# Exercise objective
What do the lines from the one containing "Kindly place a point on the wooden" through the end of the entries say? Quote them exactly, and only them.

Point labeling dataset excerpts:
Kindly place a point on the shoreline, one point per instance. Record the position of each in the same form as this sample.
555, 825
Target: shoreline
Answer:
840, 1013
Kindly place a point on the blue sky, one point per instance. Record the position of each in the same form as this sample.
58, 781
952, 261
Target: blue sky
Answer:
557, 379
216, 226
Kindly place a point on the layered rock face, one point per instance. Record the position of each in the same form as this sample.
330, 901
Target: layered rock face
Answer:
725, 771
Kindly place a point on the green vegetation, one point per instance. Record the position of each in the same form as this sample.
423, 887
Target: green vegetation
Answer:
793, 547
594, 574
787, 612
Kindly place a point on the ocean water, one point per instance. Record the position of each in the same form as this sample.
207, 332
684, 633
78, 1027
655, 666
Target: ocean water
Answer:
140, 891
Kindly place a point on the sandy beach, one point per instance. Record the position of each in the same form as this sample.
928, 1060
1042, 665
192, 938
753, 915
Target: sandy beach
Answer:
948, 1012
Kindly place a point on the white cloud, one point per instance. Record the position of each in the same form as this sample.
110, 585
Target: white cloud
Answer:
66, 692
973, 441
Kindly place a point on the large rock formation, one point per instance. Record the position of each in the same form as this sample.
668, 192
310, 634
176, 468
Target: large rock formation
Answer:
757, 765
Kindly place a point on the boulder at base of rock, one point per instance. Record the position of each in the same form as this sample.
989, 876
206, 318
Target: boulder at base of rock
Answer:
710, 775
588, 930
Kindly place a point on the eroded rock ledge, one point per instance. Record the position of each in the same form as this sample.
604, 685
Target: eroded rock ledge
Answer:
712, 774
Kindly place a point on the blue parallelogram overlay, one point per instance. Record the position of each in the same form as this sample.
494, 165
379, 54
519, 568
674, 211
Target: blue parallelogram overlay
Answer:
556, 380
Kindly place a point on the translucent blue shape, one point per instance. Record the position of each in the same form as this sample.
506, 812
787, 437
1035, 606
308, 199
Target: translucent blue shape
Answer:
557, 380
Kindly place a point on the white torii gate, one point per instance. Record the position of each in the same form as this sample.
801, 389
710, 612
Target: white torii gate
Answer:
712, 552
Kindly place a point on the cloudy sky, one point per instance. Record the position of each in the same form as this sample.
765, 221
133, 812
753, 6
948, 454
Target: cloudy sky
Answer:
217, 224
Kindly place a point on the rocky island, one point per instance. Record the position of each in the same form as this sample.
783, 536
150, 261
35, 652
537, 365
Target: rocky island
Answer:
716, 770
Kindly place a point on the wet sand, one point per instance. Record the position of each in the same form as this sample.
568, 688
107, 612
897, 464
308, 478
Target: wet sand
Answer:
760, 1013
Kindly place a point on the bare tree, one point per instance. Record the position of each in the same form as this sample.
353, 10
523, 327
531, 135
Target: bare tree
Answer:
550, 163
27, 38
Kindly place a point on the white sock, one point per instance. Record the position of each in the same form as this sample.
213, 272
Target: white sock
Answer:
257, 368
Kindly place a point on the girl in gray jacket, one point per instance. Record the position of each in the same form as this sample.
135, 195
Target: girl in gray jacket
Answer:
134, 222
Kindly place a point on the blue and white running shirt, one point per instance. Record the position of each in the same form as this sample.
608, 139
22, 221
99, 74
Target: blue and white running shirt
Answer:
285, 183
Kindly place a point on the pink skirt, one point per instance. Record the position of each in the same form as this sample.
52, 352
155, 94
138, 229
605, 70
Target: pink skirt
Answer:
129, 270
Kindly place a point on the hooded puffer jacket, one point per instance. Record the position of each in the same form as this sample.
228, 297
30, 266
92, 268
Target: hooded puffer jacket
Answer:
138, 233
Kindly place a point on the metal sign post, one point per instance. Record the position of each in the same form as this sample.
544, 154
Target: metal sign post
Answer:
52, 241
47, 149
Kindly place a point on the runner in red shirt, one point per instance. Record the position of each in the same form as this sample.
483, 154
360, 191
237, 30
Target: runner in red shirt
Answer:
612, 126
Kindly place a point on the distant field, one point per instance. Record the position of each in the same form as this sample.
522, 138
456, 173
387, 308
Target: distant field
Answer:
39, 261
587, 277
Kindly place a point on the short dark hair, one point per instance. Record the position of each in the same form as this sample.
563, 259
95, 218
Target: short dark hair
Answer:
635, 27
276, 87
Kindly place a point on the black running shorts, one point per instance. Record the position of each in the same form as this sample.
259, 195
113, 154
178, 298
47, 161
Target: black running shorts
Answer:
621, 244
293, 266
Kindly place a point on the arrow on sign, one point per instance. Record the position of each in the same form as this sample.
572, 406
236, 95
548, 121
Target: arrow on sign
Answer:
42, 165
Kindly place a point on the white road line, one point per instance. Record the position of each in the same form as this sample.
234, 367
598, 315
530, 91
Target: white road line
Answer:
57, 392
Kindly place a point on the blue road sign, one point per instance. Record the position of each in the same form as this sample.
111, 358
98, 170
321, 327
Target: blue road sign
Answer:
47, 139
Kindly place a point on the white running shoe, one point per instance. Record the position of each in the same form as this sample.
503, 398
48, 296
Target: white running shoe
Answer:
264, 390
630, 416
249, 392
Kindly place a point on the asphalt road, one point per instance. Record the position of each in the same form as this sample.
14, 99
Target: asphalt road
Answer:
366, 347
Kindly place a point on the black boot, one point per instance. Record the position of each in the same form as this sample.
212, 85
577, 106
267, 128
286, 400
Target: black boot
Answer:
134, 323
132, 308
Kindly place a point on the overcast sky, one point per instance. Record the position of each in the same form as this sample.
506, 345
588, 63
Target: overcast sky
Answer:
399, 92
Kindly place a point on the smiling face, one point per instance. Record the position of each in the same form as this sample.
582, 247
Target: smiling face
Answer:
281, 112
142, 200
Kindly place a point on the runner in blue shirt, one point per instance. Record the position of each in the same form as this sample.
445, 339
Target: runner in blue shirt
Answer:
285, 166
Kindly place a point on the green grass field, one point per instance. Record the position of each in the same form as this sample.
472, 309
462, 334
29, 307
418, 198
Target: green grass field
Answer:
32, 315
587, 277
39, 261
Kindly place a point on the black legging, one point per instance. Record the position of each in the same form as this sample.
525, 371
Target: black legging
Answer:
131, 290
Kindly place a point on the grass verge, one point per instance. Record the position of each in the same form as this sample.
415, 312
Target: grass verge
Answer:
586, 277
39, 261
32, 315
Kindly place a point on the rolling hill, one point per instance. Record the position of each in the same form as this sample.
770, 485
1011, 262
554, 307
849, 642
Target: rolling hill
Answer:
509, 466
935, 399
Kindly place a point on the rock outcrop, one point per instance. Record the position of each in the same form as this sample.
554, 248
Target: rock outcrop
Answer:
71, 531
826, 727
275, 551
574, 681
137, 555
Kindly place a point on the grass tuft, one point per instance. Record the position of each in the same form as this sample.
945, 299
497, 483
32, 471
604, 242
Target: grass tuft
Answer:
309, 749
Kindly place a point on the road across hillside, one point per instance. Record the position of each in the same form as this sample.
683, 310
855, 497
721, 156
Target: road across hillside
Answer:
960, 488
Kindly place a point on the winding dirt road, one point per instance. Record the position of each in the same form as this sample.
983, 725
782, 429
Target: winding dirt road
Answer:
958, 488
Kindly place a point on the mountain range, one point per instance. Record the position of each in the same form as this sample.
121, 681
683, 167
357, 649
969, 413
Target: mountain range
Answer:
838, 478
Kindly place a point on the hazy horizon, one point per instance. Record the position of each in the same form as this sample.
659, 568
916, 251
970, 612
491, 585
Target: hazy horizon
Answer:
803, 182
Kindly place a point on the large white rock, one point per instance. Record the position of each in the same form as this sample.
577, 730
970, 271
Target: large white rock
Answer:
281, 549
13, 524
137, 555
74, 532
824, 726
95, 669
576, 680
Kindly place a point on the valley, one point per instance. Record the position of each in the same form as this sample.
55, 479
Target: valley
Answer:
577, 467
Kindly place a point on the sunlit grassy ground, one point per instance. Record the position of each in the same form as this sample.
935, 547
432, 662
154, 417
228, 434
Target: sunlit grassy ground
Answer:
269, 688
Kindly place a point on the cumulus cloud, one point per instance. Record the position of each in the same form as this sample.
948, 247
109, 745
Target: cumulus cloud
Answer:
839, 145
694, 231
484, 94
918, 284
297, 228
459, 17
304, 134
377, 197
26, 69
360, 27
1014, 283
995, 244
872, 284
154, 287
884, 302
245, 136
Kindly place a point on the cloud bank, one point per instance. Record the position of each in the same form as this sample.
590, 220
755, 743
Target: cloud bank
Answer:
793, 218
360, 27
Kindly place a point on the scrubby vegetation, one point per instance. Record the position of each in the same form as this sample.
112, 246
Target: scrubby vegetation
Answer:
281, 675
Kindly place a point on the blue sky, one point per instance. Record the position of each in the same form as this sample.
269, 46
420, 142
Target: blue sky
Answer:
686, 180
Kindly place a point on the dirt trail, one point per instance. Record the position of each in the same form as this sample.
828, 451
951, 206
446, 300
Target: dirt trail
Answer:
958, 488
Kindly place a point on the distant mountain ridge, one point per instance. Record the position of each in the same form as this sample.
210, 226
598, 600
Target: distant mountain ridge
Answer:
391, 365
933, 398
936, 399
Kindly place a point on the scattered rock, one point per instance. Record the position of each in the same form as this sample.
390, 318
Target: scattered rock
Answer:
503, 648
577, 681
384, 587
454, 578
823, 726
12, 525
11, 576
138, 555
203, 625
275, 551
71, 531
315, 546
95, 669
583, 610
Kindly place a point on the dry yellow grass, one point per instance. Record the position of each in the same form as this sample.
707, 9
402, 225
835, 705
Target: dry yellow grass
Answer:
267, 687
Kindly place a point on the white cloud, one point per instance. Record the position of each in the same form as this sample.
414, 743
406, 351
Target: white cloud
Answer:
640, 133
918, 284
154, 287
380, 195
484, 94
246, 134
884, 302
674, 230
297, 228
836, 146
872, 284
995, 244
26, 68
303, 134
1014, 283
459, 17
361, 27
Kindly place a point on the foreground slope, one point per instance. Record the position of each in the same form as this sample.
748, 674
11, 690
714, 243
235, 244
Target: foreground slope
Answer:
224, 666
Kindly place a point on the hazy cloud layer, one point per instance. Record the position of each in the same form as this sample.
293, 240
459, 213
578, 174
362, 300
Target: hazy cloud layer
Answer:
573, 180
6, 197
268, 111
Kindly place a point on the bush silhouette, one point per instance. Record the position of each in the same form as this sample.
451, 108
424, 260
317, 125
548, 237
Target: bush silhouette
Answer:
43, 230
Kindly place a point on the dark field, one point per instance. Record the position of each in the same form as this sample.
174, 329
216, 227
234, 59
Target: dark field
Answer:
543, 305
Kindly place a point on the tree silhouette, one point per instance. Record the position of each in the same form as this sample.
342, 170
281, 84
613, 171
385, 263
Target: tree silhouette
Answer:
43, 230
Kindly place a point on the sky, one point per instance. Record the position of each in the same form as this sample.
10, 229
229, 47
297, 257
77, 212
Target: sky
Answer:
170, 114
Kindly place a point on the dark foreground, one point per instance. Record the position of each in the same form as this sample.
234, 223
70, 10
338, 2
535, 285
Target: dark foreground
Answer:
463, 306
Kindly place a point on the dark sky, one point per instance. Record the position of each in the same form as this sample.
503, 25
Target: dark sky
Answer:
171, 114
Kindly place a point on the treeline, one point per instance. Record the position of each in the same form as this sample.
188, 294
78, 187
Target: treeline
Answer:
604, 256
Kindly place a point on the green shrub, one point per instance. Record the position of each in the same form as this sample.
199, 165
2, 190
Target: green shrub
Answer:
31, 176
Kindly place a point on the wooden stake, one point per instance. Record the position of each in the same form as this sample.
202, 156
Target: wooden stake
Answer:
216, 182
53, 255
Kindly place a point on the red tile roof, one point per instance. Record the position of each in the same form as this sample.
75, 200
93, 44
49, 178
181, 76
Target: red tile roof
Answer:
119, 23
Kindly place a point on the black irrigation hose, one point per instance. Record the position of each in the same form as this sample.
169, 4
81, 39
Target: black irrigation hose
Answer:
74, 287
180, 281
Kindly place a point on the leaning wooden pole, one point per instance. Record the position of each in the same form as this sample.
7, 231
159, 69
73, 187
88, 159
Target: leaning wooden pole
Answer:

# Output of the task
Kindly place a point on the wooden stake, one point per instance. Record the position of each in the same form as this sample.
202, 156
Target: wooden stake
Answer:
216, 182
53, 255
Kindly place a point on the red tile roof, one point per instance. Record the position of each in the same form as this sample.
75, 200
93, 44
49, 178
181, 76
Target: red tile roof
Answer:
119, 23
Kindly place a point on the black irrigation hose, one point per instance. Record the position of each in the same form as this sample.
169, 4
81, 39
Target: black irrigation hose
Answer:
74, 287
180, 281
Kindly place a point on the leaning wooden pole, one point per instance. Record the position of each in the same form as this sample.
7, 231
159, 69
73, 187
88, 159
Target: leaning wooden pole
Answer:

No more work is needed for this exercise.